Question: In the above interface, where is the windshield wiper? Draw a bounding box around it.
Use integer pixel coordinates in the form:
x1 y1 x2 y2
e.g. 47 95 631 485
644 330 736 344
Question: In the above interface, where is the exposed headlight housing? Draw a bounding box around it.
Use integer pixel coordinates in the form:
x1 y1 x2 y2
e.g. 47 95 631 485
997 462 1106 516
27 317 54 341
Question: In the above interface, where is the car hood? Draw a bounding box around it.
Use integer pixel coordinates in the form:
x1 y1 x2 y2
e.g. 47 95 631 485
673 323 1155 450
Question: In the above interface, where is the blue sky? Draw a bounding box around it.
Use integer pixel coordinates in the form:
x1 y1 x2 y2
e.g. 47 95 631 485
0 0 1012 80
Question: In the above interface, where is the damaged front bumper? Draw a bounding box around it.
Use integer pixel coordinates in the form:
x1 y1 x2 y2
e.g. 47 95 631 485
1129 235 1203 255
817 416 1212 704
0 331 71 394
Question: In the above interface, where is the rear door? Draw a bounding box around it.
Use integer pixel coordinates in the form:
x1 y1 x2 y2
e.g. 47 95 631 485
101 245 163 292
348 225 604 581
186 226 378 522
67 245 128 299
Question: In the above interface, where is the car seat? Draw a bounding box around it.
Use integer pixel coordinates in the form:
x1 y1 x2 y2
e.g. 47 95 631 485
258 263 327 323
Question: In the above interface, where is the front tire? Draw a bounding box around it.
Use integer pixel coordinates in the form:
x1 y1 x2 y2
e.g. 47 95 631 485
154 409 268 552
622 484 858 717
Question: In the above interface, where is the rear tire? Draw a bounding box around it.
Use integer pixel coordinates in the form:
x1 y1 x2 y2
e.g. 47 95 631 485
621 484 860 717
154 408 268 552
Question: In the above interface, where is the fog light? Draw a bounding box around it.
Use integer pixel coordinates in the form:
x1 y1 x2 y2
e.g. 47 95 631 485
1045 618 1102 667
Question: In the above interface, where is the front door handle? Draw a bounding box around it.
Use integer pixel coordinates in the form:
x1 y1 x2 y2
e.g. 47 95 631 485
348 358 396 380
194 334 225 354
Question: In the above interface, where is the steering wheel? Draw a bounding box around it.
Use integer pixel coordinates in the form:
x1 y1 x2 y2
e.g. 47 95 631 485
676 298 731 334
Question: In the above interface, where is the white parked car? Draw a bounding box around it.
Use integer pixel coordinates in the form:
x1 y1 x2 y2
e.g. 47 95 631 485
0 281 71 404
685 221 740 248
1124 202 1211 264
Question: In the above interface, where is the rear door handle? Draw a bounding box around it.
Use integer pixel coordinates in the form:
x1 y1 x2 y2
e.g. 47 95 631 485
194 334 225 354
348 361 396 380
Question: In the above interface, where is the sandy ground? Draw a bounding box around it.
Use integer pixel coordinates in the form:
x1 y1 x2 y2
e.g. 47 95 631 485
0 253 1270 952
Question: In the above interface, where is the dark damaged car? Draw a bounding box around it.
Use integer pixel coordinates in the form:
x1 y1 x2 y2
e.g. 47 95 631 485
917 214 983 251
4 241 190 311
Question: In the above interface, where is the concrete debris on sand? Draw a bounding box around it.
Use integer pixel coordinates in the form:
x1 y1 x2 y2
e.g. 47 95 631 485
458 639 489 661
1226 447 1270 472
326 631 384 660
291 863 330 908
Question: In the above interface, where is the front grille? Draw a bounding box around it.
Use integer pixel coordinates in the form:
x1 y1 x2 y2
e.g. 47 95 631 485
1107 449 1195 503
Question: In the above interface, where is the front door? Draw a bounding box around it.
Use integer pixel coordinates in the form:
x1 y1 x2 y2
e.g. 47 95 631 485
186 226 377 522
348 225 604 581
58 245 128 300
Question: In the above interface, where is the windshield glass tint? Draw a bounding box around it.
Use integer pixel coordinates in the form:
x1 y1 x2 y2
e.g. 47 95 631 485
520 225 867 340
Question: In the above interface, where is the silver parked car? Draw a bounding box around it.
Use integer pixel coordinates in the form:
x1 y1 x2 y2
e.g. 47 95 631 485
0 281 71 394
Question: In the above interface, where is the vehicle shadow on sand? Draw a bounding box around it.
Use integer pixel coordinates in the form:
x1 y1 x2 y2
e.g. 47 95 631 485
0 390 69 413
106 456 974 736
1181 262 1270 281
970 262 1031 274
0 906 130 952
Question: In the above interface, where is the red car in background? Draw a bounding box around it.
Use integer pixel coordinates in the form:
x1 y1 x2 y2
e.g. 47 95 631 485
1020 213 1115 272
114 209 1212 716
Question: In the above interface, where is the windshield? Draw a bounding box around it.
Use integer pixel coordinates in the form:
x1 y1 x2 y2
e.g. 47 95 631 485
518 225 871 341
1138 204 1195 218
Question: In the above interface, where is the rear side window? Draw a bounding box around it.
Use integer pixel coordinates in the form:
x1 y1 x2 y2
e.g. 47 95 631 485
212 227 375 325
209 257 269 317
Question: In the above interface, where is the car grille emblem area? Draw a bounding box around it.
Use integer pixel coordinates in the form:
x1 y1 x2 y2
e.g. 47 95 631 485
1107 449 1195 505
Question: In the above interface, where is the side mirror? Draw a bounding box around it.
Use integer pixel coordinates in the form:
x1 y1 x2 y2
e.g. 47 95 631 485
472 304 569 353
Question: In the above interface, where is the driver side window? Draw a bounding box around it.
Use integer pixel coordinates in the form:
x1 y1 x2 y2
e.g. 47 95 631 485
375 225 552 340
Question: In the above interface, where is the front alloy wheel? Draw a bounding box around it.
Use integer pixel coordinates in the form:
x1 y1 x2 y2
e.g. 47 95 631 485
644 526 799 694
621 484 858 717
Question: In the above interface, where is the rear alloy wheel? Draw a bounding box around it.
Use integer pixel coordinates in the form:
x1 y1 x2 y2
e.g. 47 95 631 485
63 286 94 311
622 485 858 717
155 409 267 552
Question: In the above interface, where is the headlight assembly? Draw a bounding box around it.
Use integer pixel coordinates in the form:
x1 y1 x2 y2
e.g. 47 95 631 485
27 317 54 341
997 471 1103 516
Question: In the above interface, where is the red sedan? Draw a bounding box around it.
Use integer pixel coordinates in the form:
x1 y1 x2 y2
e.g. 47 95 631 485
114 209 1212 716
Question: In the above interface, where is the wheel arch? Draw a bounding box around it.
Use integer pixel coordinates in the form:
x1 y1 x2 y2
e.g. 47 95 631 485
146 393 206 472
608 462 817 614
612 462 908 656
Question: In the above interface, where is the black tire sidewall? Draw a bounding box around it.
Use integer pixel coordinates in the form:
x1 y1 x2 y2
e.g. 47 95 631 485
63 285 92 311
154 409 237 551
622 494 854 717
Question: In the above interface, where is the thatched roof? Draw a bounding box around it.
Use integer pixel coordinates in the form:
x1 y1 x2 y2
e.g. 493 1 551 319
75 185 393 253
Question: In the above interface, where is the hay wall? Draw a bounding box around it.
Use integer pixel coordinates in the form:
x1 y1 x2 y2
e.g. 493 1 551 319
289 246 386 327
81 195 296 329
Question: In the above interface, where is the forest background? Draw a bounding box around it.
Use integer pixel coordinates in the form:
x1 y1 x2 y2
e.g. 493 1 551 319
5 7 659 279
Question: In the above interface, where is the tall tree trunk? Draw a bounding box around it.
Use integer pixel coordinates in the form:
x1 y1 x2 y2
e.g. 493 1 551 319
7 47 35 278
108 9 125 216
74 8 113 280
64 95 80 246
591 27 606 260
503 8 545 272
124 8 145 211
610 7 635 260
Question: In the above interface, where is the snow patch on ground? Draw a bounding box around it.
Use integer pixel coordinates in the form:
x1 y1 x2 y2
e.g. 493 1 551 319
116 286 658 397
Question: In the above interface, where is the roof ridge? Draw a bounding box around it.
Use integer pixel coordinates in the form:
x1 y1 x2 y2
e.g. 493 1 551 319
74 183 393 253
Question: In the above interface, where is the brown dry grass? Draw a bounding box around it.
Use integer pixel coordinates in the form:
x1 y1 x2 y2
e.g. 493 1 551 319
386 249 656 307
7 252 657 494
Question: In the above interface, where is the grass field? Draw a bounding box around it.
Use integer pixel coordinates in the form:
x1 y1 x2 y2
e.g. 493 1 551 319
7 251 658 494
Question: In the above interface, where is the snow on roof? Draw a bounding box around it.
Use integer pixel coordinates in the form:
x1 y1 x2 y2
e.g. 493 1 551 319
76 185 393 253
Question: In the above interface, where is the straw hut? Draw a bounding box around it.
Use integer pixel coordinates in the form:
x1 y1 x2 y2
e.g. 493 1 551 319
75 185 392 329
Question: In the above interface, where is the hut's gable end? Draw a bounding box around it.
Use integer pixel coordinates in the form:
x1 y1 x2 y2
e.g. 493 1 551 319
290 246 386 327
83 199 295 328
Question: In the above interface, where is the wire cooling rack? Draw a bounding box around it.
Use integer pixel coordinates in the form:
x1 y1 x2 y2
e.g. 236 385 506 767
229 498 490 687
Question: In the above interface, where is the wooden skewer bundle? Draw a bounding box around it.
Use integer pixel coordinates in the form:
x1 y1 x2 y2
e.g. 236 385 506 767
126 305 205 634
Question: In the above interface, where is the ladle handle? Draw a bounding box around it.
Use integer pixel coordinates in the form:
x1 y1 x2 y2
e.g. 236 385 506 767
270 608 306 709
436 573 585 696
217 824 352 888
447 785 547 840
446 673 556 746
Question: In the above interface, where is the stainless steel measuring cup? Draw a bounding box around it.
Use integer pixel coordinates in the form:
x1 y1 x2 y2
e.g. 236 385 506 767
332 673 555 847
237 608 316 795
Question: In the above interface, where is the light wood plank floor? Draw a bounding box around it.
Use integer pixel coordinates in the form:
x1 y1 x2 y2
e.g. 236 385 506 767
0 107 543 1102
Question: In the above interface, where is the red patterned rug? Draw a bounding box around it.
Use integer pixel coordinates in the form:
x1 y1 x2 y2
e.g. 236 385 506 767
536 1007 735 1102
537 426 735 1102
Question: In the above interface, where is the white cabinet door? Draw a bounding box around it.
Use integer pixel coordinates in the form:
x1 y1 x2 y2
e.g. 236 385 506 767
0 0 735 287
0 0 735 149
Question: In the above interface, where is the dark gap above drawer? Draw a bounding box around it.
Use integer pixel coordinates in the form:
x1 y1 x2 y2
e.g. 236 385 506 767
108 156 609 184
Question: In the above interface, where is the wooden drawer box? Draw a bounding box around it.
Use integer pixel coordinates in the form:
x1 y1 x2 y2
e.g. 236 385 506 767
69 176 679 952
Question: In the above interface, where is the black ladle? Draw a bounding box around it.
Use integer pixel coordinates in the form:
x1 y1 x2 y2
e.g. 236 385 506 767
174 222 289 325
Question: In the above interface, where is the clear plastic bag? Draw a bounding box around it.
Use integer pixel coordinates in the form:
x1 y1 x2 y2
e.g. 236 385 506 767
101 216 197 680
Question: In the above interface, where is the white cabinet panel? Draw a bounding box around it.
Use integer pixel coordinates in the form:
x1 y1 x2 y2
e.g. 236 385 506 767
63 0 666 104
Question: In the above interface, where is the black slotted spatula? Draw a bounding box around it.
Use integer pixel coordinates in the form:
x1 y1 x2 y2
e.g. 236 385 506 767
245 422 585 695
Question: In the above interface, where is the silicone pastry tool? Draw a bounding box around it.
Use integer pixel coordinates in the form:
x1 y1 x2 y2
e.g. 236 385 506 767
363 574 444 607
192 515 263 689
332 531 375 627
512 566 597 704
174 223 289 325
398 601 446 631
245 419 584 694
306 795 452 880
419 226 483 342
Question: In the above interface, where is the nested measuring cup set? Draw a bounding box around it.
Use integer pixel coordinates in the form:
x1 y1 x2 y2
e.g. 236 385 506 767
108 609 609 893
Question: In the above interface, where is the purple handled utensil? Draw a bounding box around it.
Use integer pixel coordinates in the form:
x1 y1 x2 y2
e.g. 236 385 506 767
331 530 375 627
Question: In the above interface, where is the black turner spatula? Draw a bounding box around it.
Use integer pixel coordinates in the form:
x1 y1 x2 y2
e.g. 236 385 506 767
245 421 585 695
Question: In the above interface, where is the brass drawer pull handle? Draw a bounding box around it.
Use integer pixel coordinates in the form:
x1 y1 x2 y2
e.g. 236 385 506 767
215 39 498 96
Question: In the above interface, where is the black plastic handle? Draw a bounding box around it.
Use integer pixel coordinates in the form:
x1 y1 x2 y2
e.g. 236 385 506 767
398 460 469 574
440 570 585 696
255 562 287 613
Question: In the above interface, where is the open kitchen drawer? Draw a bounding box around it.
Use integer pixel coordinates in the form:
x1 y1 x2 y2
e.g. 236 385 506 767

▬▬▬

### WRITTEN PROBLEM:
Can you output the lines of the listing from the one containing "Question: In the above interface, where is the black slotted" up to and including the one containing "215 39 498 96" as a JSON list of strings, with one string per line and blank lines omitted?

### TASK RESULT:
[
  "Question: In the above interface, where is the black slotted spatula? Draw a bounding box around it.",
  "Use integer pixel coordinates in the form:",
  "x1 y1 x2 y2",
  "e.g. 236 385 506 767",
  "245 422 585 695",
  "Question: In the above interface, where is the silicone pastry tool? Draw a bounding box around it.",
  "Use integer pixel coordinates in the form:",
  "x1 y1 x2 y2",
  "e.g. 236 385 506 767",
  "363 574 444 607",
  "192 515 263 689",
  "332 531 375 627",
  "512 566 597 704",
  "174 223 289 325",
  "398 601 446 631",
  "245 419 584 694",
  "306 795 452 880",
  "419 226 483 342",
  "Question: In the above interface, where is the nested measuring cup set? Draw a bounding box around it.",
  "Use integer pixel coordinates in the form:",
  "x1 y1 x2 y2",
  "e.g. 236 385 506 767",
  "108 609 609 893",
  "Question: In the above interface, where is the purple handled utensil? Draw a bounding box around it.",
  "Use integer pixel coordinates in the form:",
  "x1 y1 x2 y2",
  "e.g. 236 385 506 767",
  "331 530 375 627",
  "Question: In the above interface, where is the black turner spatula? Draw a bounding box around it.",
  "Use integer pixel coordinates in the form:",
  "x1 y1 x2 y2",
  "e.g. 236 385 506 767",
  "245 421 585 695",
  "Question: In the above interface, where is the brass drawer pull handle? Draw a bounding box around it.",
  "Use integer pixel coordinates in the form:",
  "x1 y1 x2 y2",
  "e.g. 236 385 506 767",
  "215 39 498 96"
]